- _PASSAGE PROVIDED_
──────────

I call the theory interesting because it is similar to Jane Jacobs’ theory on how civilizations develop. According to Jacobs, a staple resource is found – such as obsidian by hunter gatherers – and a community settles around it, or homesteads it. Staying in one spot has its advantages as human beings begin to discover repetitions in nature. People learn that some animals can be domesticated and how different seeds can be mixed to create new plants. They discover that trading with each other makes everyone better off. Eventually people learn how to find oil and use it to power the most technologically advanced society the planet has ever seen. Jacobs cited cities as the source of wealth, Austrians look to the individual, the state clings to arbitrary monopoly power.

Property-ownership, voluntary trade and specialization are all actions that result from stationary living. Markets make the original staple that brought the people to the territory less relevant in the economy. This process is evident yet haphazard in Alberta’s history: it began as agricultural but influenced by Ottawa’s railways before moving into provincial “bitumen bubble” territory. A better option would be to allow entrepreneurs to generate the wealth of civilization and determine the boundaries of order.

Instead of hoping for high oil-prices to pay off debts, the Alberta government should – at the very least – stop taxing and regulating everything in sight. Prosperity comes from free markets, not by exhausting staples controlled by crony-capitalists and bureaucrats. Wealth is not a property bubble caused by the federal government and the Bank of Canada. The people living here deserve better. The Alberta government should secede from Confederation and then abolish itself. It’s a 108-year experiment that has failed miserably.

──────────

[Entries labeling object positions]

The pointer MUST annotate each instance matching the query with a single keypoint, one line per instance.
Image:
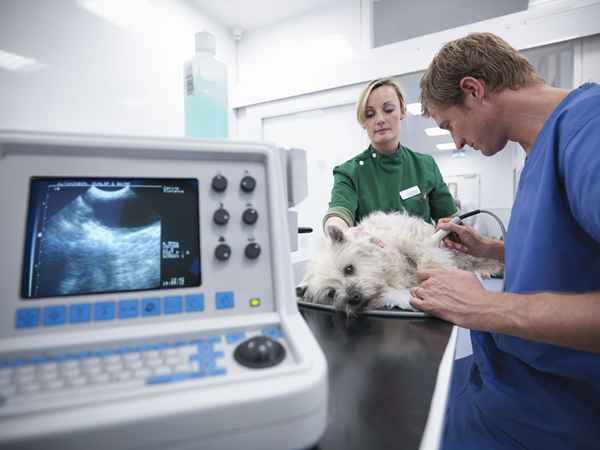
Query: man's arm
(465, 239)
(568, 320)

──────────

- _WHAT IS ASKED_
[1] In the passage on Alberta, what staple resource does Jacobs' theory give as an example of what hunter gatherers found?
[2] List the actions that the passage on Alberta says result from stationary living.
[3] Copy from the passage on Alberta the stretch from "Property-ownership, voluntary trade" through "boundaries of order.".

- _ANSWERS PER TASK_
[1] Obsidian.

[2]
- Property-ownership
- Voluntary trade
- Specialization

[3]
Property-ownership, voluntary trade and specialization are all actions that result from stationary living. Markets make the original staple that brought the people to the territory less relevant in the economy. This process is evident yet haphazard in Alberta’s history: it began as agricultural but influenced by Ottawa’s railways before moving into provincial “bitumen bubble” territory. A better option would be to allow entrepreneurs to generate the wealth of civilization and determine the boundaries of order.